Extracts from a box-labeled dataset

######

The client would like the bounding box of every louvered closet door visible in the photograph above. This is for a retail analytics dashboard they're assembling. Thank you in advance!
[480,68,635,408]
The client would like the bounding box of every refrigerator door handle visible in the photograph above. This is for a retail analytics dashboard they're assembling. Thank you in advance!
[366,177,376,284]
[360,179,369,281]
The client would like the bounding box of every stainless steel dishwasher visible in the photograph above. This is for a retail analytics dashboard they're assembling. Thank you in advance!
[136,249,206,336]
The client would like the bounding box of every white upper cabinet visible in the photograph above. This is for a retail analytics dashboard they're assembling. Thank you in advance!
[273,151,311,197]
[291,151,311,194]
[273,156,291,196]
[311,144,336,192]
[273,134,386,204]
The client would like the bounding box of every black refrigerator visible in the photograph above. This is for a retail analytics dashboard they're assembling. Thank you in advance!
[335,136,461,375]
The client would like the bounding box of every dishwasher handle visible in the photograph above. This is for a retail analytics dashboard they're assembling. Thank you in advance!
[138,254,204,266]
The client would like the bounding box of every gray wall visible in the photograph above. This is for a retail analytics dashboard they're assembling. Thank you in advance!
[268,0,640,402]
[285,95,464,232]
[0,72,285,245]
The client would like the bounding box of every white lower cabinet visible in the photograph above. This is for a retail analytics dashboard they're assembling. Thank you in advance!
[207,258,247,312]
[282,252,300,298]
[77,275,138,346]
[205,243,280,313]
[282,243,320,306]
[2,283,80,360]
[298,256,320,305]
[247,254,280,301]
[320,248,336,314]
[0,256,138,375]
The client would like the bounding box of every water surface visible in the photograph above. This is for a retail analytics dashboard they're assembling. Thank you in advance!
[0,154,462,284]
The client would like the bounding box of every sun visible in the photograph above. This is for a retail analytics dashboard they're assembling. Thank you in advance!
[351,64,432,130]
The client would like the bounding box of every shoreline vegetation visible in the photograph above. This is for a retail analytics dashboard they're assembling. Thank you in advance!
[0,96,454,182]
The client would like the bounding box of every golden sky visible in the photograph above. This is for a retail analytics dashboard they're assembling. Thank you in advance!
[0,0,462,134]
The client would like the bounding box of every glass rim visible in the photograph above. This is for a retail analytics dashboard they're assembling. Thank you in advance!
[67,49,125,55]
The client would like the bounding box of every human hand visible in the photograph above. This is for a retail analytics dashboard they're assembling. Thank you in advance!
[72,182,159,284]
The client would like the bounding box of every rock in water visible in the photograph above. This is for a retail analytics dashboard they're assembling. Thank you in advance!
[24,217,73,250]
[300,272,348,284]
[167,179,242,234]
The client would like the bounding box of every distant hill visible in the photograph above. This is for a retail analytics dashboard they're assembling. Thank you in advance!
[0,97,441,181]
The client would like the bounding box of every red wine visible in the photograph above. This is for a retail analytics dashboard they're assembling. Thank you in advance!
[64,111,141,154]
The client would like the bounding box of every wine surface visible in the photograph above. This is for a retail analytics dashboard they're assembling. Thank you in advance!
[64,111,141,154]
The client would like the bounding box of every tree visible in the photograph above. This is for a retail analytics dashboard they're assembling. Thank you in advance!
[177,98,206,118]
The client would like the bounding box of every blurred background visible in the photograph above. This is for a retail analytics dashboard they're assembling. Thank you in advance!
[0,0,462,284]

######

Challenge: Rewrite all of the records, changing every "retail analytics dashboard" to "store analytics dashboard" and leaving everything else as it is.

Full answer:
The client would like the bounding box of every louvered closet door visible in the photograph above. This is for a store analytics dashboard they're assembling. Thank you in advance!
[480,68,635,408]
The client would like the bounding box of every refrigerator door handle visible in the photograph above. This is for a store analytics dashboard they're assembling. Thank you in advance!
[366,177,376,284]
[360,179,369,281]
The client would like the bounding box of every stainless steel dishwasher visible in the photograph above. This is for a store analytics dashboard they're assembling. Thank you in advance!
[136,249,206,336]
The client would like the bounding box of every white upper cabinet visible in the photograph above. This is for a store analytics dashboard they're assembling. Thank you in advance!
[273,151,311,197]
[291,151,311,194]
[273,156,291,196]
[311,144,336,192]
[273,134,386,204]
The client would like the bounding box of every black refrigerator visible in the photograph above. This is for a store analytics dashboard they're assembling. Thank you in advance!
[335,136,461,375]
The client would like the bounding box of every dishwasher handle visible in the photograph above. This is for a store analytics dashboard they're assembling. Thank you in advance!
[138,254,204,266]
The client would like the bounding box of every gray wall visible in the photograph above. This is for a store analytics dashboard they're assembling. Thank you in advance!
[268,0,640,402]
[285,95,464,232]
[0,72,285,245]
The client would like the bounding box of every white lower cabinet visible in the photograph above. This is for a store analytics dashboard they're assembling. Thank you in advance!
[207,258,247,312]
[282,252,300,298]
[77,275,138,346]
[205,243,280,313]
[282,243,320,306]
[2,283,80,360]
[298,256,320,305]
[247,254,280,301]
[320,248,336,314]
[0,256,138,375]
The client would like the bounding box of every water surface visible in the photograph above. This is for a store analytics dashboard they're assembling. Thank you in advance!
[0,154,462,284]
The client would like the bounding box of every sun visible in the photograph above. This is for a store analytics dashboard they're assembling. Thank you in advance!
[351,64,432,130]
The client would like the bounding box of every shoreline vegetation visible in the photograph above. This is for a store analytics dashboard they're assembling. Thank you in advance!
[0,96,454,182]
The client would like the bounding box of every golden sky visible in the photograph above. This is for a store analytics dashboard they're assembling. Thank you in advance!
[0,0,462,134]
The client would like the bounding box of every glass rim visible in the photograph above. This is for a store analytics dashboard they're assembling. Thank you in advance!
[67,49,125,55]
The client would like the bounding box of every human hand visible in the photograph above. This is for a store analytics dashboard they're assembling. Thank you in advance!
[72,182,159,284]
The client would like the bounding box of every rock in water visible in the photograph above. This is for a store analytics dashboard they're assembling. Thank you in advance!
[24,217,73,250]
[300,272,348,284]
[167,179,242,234]
The client would like the bounding box of every distant hill visible in the photograph above. This is for a store analytics dashboard they're assembling. Thank you in advance!
[0,97,441,181]
The client would like the bounding box of every red wine visible in the photograph above. This is for a store analytics dashboard they're assembling. Thank you in advance!
[64,111,141,154]
The client would like the bounding box of every wine surface visible in the photograph above. This is for a store analytics dashboard they're assembling. Thank you in advance!
[64,111,141,154]
The client would like the bounding box of every tree visible in the photograph above. This is for a store analytics dashboard they're assembling. Thank you in advance!
[177,98,206,118]
The client would like the bounding box of every blurred background visible in the photograph above. This is for a store analytics dashboard they're assembling. Thank you in advance!
[0,0,462,284]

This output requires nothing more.